→ Directions: All lines from the one that contains "Flag the palace" through the final line of the entries must be repeated exactly. No other lines belong in the output.

┌─ Extracted entries

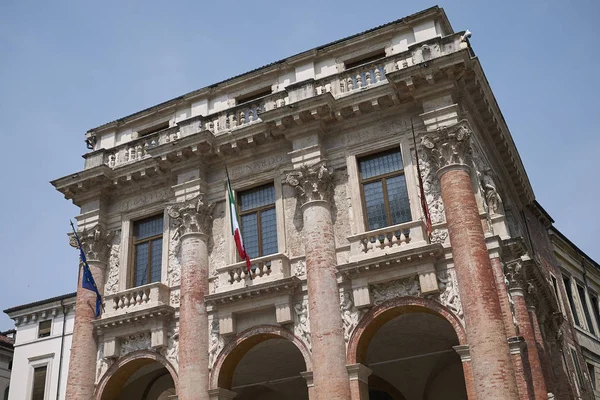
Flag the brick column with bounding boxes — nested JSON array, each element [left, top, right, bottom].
[[422, 121, 519, 399], [453, 345, 477, 399], [347, 364, 372, 400], [168, 195, 214, 400], [66, 226, 113, 400], [505, 259, 549, 400], [287, 162, 351, 400]]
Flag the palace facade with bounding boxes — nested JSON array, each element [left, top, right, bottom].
[[50, 6, 598, 400]]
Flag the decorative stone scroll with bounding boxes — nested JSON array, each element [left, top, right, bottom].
[[69, 225, 115, 263], [421, 121, 473, 174], [285, 161, 334, 205], [167, 194, 215, 239], [430, 229, 448, 244], [340, 291, 364, 343], [293, 299, 311, 350], [105, 231, 121, 295], [120, 332, 152, 357]]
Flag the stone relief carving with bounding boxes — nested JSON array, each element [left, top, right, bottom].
[[421, 121, 473, 173], [105, 231, 121, 295], [430, 228, 448, 244], [294, 260, 306, 278], [371, 276, 421, 305], [69, 225, 115, 262], [434, 269, 463, 322], [168, 217, 181, 287], [504, 259, 525, 290], [160, 326, 179, 368], [415, 151, 445, 224], [286, 161, 334, 205], [208, 318, 227, 369], [340, 291, 364, 343], [478, 169, 503, 216], [167, 194, 215, 238], [120, 332, 151, 357], [169, 289, 180, 308], [96, 342, 113, 383], [293, 300, 311, 350]]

└─

→ Answer for the task:
Flag the palace facade with bounding boxes — nested JSON array, each element [left, top, right, bottom].
[[50, 6, 598, 400]]
Flag the decorative stone scroll with bounding boxes — nested JSON array, each element [left, top, right, bottom].
[[69, 225, 115, 263], [421, 121, 473, 174], [285, 161, 334, 205], [167, 194, 215, 239], [430, 229, 448, 244], [340, 291, 364, 343], [293, 299, 311, 350], [105, 231, 121, 295], [120, 332, 152, 357]]
Flag the stone relief carving with bounding boxes — nested JSON array, each element [left, top, right, bottom].
[[421, 121, 473, 173], [105, 231, 121, 295], [430, 228, 448, 244], [294, 260, 306, 278], [371, 276, 421, 305], [69, 225, 115, 262], [434, 269, 463, 322], [168, 217, 181, 287], [504, 259, 525, 290], [160, 326, 179, 368], [415, 151, 445, 224], [286, 161, 334, 205], [208, 318, 227, 369], [340, 291, 364, 343], [478, 169, 503, 216], [167, 194, 215, 238], [120, 332, 151, 357], [169, 289, 180, 308], [96, 342, 113, 383], [293, 300, 311, 350]]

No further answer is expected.